お龍の嫁入り(第36号)

文聞亭笑一

NHKの「龍馬伝」が司馬遼太郎の原作から大きく逸脱して大脱線を始めそうなので、原稿のつなぎが必要になってきました。歴史考証などする気は毛頭ありませんが、私の読んだ本のどれにも「弥太郎が新撰組につかまって拷問を受けた」という記述はありません。そこら辺りがドラマ作家の醍醐味でしょうね。今まで誰も思いつかなかったフィクションを挿入して、歴史を劇的に塗り替えると言う作業は、歴史の一場面に自分をはめ込んで、タイムスリップする気分だと思います。まさに、ドラエモンとノビタの世界です(笑)

司馬遼太郎にしても、津本陽にしても、すべてを歴史的事実に基づいて書いたわけではないのですから、どれが正しくて、どれが間違いだと目くじらを立てても仕方がないのです。

-*-

次の(a)〜(c)が本文の内容と合っているかを判断し、それぞれ「はい」か「いいえ」で答えてください。あわせて、判断の決め手となる本文の語句を原文どおりに引用してください。(a) 筆者は歴史考証をするつもりはない。(b) 筆者が読んだ本の中には、弥太郎が新撰組に拷問を受けたと書かれたものがある。(c) 筆者は、司馬遼太郎も津本陽もすべてを歴史的事実に基づいて書いたと述べている。 ここからの行は、本文とは別の出典から取られています。

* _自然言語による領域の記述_

-*-

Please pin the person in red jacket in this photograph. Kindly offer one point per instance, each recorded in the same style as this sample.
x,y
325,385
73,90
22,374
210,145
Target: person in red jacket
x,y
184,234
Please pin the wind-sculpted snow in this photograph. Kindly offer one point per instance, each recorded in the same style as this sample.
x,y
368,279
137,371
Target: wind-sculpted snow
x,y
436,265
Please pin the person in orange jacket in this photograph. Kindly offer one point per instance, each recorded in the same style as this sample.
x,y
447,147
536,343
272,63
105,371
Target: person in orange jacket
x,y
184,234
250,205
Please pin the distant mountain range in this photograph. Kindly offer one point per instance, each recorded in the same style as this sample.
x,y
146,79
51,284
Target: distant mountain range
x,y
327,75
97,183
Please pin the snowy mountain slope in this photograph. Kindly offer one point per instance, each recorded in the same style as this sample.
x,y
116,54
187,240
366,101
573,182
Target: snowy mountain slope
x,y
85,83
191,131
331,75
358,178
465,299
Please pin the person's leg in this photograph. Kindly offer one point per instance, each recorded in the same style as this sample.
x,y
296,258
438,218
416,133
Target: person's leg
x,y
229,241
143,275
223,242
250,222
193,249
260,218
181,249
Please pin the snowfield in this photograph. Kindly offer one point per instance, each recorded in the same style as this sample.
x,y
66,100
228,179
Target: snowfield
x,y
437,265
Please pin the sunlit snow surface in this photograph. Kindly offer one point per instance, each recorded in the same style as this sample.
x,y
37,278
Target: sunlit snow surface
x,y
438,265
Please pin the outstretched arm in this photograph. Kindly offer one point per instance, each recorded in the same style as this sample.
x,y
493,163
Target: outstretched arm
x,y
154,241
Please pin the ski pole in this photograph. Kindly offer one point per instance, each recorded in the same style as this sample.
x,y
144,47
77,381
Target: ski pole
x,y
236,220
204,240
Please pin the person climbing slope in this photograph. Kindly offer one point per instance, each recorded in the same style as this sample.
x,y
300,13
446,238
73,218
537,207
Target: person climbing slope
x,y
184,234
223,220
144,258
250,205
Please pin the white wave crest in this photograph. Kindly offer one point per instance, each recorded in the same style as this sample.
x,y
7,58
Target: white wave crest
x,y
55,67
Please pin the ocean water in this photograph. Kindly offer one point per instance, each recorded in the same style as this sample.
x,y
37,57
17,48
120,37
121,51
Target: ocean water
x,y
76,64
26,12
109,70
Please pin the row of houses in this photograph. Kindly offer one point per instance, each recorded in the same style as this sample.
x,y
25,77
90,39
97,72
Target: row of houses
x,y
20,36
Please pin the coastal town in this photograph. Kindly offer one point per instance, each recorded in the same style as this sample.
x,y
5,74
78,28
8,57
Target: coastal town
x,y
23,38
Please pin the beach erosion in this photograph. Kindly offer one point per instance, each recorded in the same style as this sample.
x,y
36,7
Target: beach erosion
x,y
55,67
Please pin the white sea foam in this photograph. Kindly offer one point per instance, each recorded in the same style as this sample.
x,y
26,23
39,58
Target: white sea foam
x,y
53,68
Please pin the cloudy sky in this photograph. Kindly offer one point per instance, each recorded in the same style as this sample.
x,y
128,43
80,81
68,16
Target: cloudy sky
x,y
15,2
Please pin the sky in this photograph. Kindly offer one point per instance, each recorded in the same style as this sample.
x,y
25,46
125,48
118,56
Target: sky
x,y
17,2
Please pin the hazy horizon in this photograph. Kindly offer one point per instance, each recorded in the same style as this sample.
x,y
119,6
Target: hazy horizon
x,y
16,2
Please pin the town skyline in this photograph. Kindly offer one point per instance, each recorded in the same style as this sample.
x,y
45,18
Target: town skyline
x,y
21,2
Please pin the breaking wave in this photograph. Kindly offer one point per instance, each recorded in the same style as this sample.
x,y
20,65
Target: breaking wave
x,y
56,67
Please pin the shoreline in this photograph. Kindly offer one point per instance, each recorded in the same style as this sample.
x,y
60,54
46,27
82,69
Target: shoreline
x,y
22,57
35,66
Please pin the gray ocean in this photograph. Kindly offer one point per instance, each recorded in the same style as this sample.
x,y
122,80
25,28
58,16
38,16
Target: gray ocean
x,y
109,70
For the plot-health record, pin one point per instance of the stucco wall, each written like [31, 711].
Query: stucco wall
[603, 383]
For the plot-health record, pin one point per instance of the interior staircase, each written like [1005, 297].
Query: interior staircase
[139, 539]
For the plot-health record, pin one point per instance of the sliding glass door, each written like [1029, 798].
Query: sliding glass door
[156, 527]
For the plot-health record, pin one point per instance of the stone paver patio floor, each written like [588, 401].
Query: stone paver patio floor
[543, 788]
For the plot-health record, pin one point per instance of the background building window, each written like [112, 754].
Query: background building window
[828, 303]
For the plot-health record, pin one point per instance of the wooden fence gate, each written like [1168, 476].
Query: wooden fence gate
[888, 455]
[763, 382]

-*-

* _解答_
(a) はい:「歴史考証などする気は毛頭ありませんが」
(b) いいえ:「私の読んだ本のどれにも「弥太郎が新撰組につかまって拷問を受けた」という記述はありません」
(c) いいえ:「すべてを歴史的事実に基づいて書いたわけではないのですから」